This lack of a clean break has, according to many market watchers, slowed the pace of change and allowed advisers to put off some difficult decisions. But the absence of commission going forward, even for advisers who have taken their fees from commission payments, means that things will never be the same again.

Deloitte lead RDR partner Andrew Power says: “You will see change start to come through in the second half of the year. A lot of business was done under the pre-RDR rules. New business written in Q4 may be processed this year, so it may look like volume for 2013. It will be quarter three or four when you see the impact.

There will be pressure on the margins of providers because intermediaries will continue to control things. The customer who wants cheap and cheerful will go to Nest, but otherwise you will get a concentration of five or six big providers,” he says.

In the new world, assets should also prove stickier. Power believes that churning will go down, but scheme movement won’t reduce to zero. Providers will still come up with new propositions that may be better than existing schemes. This could see still result in wholesale transfers, or perhaps new schemes might be used for new members.

He suggests advisers may also feel the need to justify their fees by moving schemes, after perhaps 10 years, though the rate of transfers will obviously be slower.

Region annotation entries

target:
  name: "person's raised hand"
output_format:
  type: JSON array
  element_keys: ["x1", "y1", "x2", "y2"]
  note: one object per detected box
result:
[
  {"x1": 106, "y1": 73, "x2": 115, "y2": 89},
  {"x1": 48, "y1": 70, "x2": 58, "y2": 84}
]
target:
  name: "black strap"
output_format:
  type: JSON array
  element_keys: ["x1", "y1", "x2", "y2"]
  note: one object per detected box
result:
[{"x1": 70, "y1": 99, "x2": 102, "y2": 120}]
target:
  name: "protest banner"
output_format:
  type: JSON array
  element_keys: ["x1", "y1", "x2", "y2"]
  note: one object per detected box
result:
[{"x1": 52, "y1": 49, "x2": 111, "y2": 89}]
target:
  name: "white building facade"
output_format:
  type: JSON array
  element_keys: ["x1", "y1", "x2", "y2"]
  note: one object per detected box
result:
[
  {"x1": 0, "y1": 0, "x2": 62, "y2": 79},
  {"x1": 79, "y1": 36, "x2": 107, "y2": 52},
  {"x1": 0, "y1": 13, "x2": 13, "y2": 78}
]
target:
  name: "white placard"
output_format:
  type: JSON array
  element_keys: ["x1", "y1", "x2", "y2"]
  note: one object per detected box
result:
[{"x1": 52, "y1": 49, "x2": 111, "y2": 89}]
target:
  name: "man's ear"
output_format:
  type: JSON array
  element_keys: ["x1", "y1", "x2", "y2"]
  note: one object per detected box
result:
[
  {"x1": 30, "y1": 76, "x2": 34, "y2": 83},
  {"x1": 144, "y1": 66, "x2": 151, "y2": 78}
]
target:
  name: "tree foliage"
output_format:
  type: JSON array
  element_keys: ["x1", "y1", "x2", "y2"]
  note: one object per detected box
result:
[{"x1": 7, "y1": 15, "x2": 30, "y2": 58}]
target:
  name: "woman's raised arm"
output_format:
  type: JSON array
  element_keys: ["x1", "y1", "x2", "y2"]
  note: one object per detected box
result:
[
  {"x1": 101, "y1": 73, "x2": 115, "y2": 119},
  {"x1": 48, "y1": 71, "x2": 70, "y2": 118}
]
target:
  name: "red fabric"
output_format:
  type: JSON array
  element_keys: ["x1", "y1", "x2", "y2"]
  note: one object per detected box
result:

• EXERCISE TASK 1: Repeat the stretch of the passage on post-RDR market changes from "There will be" through "obviously be slower.", word for word.
• EXERCISE TASK 2: Summarize the passage on post-RDR market changes in two sentences.
The records are material separate from the text.

• WORKED ANSWER 1:
There will be pressure on the margins of providers because intermediaries will continue to control things. The customer who wants cheap and cheerful will go to Nest, but otherwise you will get a concentration of five or six big providers,” he says.

In the new world, assets should also prove stickier. Power believes that churning will go down, but scheme movement won’t reduce to zero. Providers will still come up with new propositions that may be better than existing schemes. This could see still result in wholesale transfers, or perhaps new schemes might be used for new members.

He suggests advisers may also feel the need to justify their fees by moving schemes, after perhaps 10 years, though the rate of transfers will obviously be slower.

• WORKED ANSWER 2: Many market watchers say the lack of a clean break has slowed change, yet the end of commission means things will never be the same. Deloitte's Andrew Power expects the impact to appear in the third or fourth quarter, with pressure on provider margins, a concentration of five or six big providers, stickier assets and less churning, though scheme transfers will continue at a slower rate.